"Mindestens zehn Prozent" GDLer Gewehr bei Fuß
18.11.2007, 08:13 UhrDer Bahn droht nach dem Ende des bislang längsten Streiks in ihrer Geschichte ein unbefristeter Arbeitskampf. Der Chef der Lokführergewerkschaft GDL, Manfred Schell, verlangte ein zumindest zweistelliges Tarifangebot als Voraussetzung für eine Rückkehr an den Verhandlungstisch. "Ein besseres Angebot sollte zumindest zweistellig sein. (...) Das sind mindestens zehn Prozent als Angebot. Das würde uns dann veranlassen, sofort an den Verhandlungstisch zu gehen", sagte Schell gegenüber RTL in Berlin. "Aber es gibt nichts Besseres als 4,5 Prozent und deshalb bewegen wir uns nicht."

----

* _ZU BEARBEITENDE AUFGABEN_:
1/ Welche Mindesthöhe muss laut Textauszug zum GDL-Streik ein Tarifangebot haben, damit die GDL an den Verhandlungstisch zurückkehrt?
2/ Führen Sie den Textauszug zum GDL-Streik im Anschluss an seinen letzten Satz weiter.
Die anschließenden Daten stehen in keinem Zusammenhang mit dem Textauszug.

Datensätze aus einer Datensammlung:

----

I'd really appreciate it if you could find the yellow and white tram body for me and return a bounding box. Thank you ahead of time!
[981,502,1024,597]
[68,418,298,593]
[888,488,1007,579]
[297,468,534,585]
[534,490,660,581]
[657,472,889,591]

----

* _GEGEBENE ANTWORTEN_:
1/ Mindestens zehn Prozent, also ein zweistelliges Angebot.

2/
Dagegen will die Bahn will der GDL zunächst kein neues Tarifangebot machen. "Es liegt ein gutes Angebot vor", sagte Bahn-Personalchefin Margret Suckale am Sonntagabend in der ARD. Das jüngste Angebot der Bahn von Mitte Oktober enthält außer einer Einkommenserhöhung von 4,5 Prozent und 600 Euro Einmalzahlung zusätzliche Verdienstmöglichkeiten durch Mehrarbeit und günstigere Dienstpläne. Dies sei ein Angebot, auf dessen Grundlage man verhandeln könne, sagte Suckale.
Sollte die Deutsche Bahn (DB) kein höheres Lohnangebot vorlegen, könnte die GDL bereits am Dienstag zu einem unbefristeten Streik aufrufen. "Die GDL erwartet vom Bahnvorstand bis Montag 24 Uhr endlich ein verhandlungsfähiges Angebot", hieß es in einer GDL- Mitteilung vom Samstag. Neue Streiks könnten nach Aussage einer GDL-Sprecherin "sehr schnell" beginnen. "Unsere Mitglieder stehen Gewehr bei Fuß", sagte sie am Sonntag. Der jüngste GDL-Streik war in der Nacht zum Samstag beendet worden.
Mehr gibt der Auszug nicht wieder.